## Directive
Copy the rows from the one containing "the stair shadow." through the final row, replacing "wooden plank" with "timber board" and leaving everything else unchanged.

## Records to process
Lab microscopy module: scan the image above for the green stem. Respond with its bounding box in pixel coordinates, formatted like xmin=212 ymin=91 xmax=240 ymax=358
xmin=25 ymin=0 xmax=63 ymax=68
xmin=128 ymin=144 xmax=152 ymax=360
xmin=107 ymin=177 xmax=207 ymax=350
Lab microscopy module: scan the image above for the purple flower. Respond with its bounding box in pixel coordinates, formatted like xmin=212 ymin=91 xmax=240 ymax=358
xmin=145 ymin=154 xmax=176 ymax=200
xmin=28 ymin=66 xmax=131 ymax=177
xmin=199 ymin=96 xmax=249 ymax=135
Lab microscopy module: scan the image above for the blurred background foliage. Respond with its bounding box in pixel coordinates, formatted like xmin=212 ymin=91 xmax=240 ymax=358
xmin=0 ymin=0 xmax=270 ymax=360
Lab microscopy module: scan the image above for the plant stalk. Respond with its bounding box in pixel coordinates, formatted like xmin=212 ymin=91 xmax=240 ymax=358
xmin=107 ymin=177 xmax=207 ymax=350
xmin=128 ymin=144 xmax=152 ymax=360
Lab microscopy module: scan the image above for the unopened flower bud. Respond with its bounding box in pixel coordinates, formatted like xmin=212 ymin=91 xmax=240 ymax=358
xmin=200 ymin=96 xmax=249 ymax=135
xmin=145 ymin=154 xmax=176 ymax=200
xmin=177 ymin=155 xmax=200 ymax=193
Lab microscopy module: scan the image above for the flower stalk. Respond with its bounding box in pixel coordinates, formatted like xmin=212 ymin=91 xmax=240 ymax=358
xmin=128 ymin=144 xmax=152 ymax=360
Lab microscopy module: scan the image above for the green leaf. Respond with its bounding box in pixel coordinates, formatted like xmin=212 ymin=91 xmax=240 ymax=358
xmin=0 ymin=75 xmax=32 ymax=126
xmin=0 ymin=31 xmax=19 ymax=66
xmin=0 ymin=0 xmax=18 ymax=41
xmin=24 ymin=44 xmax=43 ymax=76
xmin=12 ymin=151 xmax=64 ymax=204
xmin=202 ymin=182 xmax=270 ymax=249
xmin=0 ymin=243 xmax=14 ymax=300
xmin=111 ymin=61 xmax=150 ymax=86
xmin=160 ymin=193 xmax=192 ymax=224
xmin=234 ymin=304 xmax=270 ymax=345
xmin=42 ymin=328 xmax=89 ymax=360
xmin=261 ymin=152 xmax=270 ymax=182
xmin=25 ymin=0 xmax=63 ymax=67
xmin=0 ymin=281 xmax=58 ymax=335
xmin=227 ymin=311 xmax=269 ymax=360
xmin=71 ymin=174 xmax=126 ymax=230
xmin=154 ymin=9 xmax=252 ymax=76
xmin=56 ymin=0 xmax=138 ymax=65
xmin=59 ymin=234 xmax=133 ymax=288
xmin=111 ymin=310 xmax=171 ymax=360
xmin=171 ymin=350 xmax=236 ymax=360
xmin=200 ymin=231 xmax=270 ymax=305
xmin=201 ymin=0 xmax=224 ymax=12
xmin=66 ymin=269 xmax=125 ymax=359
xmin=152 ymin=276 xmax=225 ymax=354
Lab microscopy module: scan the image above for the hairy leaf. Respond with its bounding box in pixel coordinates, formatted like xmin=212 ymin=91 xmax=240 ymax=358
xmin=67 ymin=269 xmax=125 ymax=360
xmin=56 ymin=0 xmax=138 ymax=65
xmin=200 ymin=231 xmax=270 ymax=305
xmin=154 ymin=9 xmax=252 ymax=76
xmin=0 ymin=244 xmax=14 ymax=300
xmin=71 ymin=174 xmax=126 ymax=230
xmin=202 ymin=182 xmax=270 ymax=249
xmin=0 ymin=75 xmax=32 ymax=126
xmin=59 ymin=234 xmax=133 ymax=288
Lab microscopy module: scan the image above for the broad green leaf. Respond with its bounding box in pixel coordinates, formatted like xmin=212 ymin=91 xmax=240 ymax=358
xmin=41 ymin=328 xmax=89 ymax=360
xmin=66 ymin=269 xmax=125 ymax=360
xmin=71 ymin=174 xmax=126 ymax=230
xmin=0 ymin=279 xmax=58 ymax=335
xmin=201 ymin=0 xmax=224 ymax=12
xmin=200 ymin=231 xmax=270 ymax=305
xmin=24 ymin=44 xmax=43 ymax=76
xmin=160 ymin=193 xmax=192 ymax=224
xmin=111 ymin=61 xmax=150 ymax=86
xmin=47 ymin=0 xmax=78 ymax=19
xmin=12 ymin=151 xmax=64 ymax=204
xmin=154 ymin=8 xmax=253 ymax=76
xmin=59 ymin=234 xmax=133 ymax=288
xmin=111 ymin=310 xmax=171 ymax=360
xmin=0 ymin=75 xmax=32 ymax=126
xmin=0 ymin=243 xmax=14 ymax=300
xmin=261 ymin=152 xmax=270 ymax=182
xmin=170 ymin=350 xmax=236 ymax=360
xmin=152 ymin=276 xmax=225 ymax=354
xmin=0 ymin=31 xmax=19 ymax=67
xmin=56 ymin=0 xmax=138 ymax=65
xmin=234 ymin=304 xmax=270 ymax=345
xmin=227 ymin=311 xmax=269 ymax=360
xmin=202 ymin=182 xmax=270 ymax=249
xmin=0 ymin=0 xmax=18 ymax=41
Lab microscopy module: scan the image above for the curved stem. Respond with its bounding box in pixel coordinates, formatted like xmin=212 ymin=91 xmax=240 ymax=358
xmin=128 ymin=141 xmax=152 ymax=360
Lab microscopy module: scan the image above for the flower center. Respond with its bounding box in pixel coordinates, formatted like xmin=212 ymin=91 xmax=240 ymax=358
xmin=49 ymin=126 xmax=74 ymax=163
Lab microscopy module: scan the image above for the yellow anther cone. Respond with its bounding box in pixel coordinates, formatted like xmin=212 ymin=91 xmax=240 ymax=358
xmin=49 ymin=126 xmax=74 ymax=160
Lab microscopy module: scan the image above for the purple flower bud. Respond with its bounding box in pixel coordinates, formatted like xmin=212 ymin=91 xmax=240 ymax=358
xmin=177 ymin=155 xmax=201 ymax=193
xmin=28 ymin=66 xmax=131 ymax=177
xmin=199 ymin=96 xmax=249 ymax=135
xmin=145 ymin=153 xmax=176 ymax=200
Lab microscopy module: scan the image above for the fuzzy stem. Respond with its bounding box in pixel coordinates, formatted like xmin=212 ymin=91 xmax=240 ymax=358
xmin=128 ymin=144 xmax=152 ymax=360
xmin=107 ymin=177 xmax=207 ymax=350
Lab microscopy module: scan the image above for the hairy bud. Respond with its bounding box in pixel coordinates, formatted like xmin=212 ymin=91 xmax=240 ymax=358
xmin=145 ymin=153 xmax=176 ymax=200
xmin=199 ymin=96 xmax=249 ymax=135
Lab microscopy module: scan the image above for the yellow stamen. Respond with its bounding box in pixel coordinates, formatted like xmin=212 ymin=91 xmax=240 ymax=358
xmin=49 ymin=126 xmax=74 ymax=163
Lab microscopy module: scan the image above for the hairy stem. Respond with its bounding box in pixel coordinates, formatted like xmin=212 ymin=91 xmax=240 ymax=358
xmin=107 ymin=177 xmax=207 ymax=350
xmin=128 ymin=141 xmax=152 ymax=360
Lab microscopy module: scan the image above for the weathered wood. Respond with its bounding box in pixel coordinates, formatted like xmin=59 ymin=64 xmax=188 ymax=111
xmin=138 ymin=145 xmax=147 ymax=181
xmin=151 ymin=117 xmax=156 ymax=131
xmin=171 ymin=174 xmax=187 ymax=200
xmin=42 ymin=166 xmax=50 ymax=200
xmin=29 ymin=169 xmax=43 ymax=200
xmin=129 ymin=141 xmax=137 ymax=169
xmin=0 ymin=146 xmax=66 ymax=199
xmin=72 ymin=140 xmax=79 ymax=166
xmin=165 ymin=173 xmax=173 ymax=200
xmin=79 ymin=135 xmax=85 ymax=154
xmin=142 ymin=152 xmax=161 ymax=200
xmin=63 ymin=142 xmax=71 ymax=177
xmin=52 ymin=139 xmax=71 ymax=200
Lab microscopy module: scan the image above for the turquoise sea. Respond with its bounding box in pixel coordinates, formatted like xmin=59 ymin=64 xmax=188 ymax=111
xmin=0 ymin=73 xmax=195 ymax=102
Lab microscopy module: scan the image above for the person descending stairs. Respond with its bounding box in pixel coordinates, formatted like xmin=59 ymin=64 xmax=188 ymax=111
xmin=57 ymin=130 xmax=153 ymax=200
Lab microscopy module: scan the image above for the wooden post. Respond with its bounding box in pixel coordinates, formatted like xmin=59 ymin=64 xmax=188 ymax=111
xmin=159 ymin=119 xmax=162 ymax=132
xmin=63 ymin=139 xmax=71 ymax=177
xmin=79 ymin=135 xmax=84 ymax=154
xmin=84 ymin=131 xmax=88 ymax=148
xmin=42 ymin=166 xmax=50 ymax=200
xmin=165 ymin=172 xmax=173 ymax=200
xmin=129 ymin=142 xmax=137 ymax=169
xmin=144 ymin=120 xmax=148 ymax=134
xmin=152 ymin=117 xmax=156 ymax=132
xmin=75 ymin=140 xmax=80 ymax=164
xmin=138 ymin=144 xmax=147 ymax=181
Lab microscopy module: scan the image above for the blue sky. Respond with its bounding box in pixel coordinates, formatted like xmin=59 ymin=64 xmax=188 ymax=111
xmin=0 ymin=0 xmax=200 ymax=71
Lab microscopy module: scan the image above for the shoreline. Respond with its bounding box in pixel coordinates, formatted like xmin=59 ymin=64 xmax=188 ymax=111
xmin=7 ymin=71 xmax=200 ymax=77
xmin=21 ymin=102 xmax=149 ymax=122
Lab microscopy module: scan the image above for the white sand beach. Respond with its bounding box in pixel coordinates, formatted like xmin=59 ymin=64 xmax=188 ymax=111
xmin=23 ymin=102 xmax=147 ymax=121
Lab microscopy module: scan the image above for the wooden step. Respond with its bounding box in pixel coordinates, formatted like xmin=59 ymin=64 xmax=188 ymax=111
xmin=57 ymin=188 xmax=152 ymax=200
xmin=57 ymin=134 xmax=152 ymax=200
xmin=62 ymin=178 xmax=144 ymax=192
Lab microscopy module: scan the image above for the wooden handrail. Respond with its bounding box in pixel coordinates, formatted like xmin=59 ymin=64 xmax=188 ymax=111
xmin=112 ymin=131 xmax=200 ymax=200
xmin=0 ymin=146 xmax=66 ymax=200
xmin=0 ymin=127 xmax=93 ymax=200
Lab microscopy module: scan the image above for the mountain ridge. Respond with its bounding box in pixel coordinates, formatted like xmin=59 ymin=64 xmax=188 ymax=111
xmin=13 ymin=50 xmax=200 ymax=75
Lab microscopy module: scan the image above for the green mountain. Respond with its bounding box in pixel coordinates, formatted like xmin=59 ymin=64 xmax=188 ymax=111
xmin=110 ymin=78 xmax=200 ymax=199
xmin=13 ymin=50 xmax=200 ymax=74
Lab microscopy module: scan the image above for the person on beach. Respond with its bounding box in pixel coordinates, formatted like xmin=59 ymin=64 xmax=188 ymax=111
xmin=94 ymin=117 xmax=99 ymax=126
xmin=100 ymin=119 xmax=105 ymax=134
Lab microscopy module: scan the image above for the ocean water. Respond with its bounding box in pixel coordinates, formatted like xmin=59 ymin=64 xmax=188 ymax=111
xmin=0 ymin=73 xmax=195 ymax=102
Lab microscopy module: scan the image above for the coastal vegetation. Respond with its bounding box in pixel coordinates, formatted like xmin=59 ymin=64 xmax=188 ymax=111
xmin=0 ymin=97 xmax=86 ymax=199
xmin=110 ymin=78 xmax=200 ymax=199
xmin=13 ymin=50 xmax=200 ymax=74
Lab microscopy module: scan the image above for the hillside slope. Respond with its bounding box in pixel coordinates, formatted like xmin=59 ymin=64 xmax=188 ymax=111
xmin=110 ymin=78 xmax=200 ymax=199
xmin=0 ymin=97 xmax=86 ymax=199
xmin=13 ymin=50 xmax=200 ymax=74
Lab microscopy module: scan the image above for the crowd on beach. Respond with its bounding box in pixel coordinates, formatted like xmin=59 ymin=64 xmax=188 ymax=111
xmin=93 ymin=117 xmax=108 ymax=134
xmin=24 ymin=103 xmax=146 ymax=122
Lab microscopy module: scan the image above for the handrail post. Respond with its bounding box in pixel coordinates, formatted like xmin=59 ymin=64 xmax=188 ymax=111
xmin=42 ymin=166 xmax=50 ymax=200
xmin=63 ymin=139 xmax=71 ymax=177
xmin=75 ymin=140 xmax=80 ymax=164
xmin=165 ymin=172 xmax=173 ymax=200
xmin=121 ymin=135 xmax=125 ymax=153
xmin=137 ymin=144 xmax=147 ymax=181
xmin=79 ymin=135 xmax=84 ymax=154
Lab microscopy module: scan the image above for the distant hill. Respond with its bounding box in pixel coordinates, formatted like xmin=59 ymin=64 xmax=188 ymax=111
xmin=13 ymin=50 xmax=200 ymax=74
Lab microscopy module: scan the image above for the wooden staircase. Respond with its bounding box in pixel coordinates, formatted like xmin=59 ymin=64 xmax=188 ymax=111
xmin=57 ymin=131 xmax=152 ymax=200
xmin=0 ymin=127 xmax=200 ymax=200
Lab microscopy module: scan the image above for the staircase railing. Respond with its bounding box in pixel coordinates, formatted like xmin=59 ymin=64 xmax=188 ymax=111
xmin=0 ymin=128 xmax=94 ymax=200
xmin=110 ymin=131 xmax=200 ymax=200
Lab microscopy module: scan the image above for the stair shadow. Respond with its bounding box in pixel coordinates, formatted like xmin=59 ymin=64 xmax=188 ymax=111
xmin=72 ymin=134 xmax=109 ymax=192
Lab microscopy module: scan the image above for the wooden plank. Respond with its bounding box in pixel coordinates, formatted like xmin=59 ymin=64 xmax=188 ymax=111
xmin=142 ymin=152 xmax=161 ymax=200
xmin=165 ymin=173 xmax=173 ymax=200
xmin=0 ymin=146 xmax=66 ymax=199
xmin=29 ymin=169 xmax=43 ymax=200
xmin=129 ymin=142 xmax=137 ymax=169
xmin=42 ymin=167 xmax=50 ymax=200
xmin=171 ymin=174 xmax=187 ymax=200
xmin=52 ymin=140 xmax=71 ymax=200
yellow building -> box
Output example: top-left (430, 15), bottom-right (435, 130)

## Exercise output
Lab microscopy module: scan the image above for the stair shadow. Respond with its bounding box in pixel coordinates, formatted like xmin=59 ymin=64 xmax=188 ymax=111
xmin=72 ymin=134 xmax=109 ymax=192
Lab microscopy module: scan the image above for the timber board. Respond with its bounding box in pixel coordinates, formatted like xmin=59 ymin=64 xmax=188 ymax=111
xmin=142 ymin=152 xmax=161 ymax=200
xmin=165 ymin=173 xmax=173 ymax=200
xmin=0 ymin=146 xmax=66 ymax=199
xmin=29 ymin=169 xmax=43 ymax=200
xmin=129 ymin=142 xmax=137 ymax=169
xmin=42 ymin=167 xmax=50 ymax=200
xmin=171 ymin=174 xmax=187 ymax=200
xmin=52 ymin=140 xmax=71 ymax=200
yellow building -> box
Output example: top-left (430, 15), bottom-right (435, 130)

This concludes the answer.